4.25.2005

When You Go to War with the Secretary of Defense You Have Rather Than the One You Want

In returning home, the leaders and Marine infantrymen have chosen to break an institutional code of silence and tell their story, one they say was punctuated not only by a lack of armor, but also by a shortage of men and planning that further hampered their efforts in battle, destroyed morale and ruined the careers of some of their fiercest warriors.

The saga of Company E, part of a lionized battalion nicknamed the Magnificent Bastards, is also one of fortitude and ingenuity. The marines, based at Camp Pendleton in southern California, had been asked to rid the provincial capital of one of the most persistent insurgencies, and in enduring 26 firefights, 90 mortar attacks and more than 90 homemade bombs, they shipped their dead home and powered on. Their tour has become legendary among other Marine units now serving in Iraq and facing some of the same problems.

"As marines, we are always taught that we do more with less," said Sgt. James S. King, a platoon sergeant who lost his left leg when he was blown out of the Humvee that Saturday afternoon last May. "And get the job done no matter what it takes."

## DATA SHOWN
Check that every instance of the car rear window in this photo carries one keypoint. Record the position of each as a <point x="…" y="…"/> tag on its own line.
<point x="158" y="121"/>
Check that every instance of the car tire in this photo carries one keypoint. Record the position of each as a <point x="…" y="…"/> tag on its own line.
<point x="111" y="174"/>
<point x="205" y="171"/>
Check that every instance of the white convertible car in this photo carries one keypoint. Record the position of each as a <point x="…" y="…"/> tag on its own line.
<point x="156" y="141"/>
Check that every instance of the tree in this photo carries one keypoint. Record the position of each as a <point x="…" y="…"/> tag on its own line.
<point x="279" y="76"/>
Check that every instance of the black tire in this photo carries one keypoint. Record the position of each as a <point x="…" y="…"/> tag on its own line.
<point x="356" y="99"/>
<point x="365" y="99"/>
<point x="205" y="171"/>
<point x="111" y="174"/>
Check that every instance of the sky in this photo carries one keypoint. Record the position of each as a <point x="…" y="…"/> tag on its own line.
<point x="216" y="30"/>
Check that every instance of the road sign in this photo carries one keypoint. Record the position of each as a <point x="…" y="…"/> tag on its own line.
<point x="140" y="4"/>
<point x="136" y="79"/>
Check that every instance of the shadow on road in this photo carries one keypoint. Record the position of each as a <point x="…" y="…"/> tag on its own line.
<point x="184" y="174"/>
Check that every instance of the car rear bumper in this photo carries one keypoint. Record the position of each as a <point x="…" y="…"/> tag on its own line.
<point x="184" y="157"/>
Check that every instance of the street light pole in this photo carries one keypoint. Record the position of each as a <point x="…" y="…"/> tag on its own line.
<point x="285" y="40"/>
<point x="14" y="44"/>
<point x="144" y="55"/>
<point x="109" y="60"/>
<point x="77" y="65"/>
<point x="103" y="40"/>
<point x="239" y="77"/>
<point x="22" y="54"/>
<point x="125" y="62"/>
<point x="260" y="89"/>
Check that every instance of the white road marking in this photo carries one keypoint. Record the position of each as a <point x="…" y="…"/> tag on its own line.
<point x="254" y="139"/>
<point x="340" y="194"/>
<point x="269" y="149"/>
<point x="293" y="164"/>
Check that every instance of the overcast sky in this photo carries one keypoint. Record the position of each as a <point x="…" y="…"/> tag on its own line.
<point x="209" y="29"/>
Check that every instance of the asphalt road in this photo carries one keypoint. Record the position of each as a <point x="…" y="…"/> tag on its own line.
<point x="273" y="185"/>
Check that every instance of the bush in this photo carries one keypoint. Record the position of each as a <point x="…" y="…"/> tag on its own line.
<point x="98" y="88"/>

## CHALLENGES
1. Answer these questions about the post on Company E:
(a) Where are the marines based?
(b) How many firefights did the marines endure?
(c) Which leg did Sgt. James S. King lose?
2. Reproduce the passage of the post on Company E starting at "The saga of" and ending at "the same problems.".
You won't need the entries for anything here.

## RESPONSES PER TASK
1.
(a) Camp Pendleton in southern California
(b) 26
(c) His left leg

2.
The saga of Company E, part of a lionized battalion nicknamed the Magnificent Bastards, is also one of fortitude and ingenuity. The marines, based at Camp Pendleton in southern California, had been asked to rid the provincial capital of one of the most persistent insurgencies, and in enduring 26 firefights, 90 mortar attacks and more than 90 homemade bombs, they shipped their dead home and powered on. Their tour has become legendary among other Marine units now serving in Iraq and facing some of the same problems.